> SUPPLIED RECORDS
========================================

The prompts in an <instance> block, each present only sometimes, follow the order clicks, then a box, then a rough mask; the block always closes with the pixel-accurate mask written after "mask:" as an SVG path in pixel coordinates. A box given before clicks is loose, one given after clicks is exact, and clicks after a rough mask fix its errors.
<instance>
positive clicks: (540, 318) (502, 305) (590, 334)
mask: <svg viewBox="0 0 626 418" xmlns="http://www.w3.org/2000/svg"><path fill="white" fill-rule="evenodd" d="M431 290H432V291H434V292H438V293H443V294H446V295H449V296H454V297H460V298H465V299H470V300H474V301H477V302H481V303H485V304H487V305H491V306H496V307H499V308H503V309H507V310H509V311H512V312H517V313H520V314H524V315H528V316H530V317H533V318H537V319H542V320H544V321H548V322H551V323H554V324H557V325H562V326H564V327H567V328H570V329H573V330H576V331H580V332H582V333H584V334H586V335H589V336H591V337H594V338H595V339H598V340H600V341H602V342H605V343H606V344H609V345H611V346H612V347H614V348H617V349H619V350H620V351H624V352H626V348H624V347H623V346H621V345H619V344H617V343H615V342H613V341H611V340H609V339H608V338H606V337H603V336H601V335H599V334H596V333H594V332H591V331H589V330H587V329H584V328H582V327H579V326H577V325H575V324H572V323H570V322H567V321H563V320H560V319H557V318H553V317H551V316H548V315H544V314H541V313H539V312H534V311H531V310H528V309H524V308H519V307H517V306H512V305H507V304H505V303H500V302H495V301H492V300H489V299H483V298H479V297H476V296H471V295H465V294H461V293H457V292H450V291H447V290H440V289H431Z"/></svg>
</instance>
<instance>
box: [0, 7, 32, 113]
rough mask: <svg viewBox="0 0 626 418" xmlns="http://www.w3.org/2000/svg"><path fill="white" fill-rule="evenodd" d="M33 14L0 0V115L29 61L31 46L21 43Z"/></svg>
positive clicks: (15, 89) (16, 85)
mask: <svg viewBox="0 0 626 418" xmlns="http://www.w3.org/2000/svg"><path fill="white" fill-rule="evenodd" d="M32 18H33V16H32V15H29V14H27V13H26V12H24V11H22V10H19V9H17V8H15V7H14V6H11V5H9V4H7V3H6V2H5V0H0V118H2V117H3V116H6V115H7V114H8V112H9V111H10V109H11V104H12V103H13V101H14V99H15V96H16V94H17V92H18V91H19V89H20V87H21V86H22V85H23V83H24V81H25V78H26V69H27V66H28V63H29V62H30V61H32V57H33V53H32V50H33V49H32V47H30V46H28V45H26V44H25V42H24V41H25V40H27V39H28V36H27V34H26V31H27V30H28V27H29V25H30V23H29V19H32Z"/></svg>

========================================

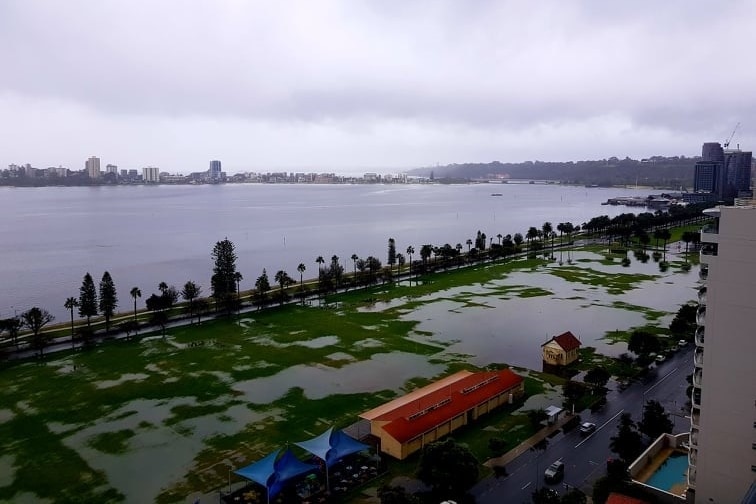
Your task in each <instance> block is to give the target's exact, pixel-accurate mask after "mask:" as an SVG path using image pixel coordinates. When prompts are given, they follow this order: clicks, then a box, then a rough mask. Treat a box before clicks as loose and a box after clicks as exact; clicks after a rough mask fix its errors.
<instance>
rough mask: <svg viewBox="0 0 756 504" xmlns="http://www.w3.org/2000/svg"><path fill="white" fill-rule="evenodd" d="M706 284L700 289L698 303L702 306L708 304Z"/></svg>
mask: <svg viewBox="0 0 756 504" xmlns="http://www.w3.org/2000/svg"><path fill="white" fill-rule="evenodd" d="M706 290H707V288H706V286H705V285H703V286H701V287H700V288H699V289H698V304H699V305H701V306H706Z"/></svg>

========================================

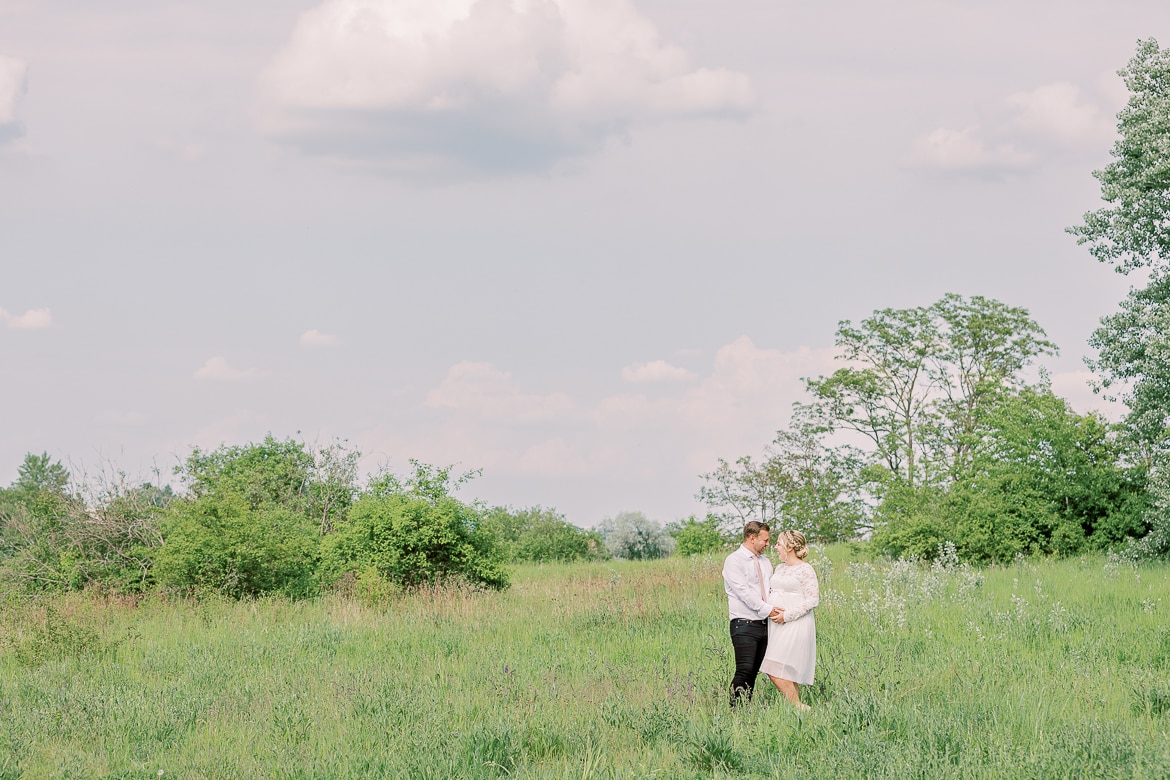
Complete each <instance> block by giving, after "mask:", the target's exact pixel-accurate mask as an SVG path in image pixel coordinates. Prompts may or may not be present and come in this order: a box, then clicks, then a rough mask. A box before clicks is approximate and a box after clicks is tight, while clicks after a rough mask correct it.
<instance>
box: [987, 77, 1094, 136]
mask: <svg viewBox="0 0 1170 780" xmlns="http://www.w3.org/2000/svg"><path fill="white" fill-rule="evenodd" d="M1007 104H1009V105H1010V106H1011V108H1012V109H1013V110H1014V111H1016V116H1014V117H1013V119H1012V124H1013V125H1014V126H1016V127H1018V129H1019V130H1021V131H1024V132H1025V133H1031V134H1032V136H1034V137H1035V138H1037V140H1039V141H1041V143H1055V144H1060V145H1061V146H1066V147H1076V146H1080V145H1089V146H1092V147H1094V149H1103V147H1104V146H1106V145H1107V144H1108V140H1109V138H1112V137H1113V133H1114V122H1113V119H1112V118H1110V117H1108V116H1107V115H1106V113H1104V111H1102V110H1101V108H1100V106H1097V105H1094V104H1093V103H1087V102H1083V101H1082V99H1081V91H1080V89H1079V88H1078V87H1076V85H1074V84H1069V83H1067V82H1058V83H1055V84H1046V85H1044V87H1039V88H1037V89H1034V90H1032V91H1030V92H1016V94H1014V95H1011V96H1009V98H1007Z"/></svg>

========================================

Find each line in the entries above that contains the word "pixel" and copy those lines out in full.

> YOUR SOLUTION
The prompts in an <instance> block, each present only sometimes, follow the order clicks, then a box, then a rough mask; the block always closes with the pixel-accurate mask written after "mask:" as an SVG path in pixel coordinates. A box given before clicks is loose, one given after clicks is exact, and clicks after a rough mask fix its errors.
Your task in each <instance> block is to give the target's exact, pixel-accurate mask after "mask:" as an SVG path using image pixel coordinates. When prompts are given, they follow this order: clicks, then a box, then a rough mask. Treat a box before clicks as loose and a box after clicks as exact; clicks after a rough mask fix its errors.
Complete each <instance> block by giving, after "mask:", the target's exact pixel-accurate mask as an SVG path in image pixel coordinates. Prompts may or may not be present and come in this order: a box, then clicks, then a rough mask. A box before clicks is approximate and a box after clicks is tight, while clicks after a rough mask correct it.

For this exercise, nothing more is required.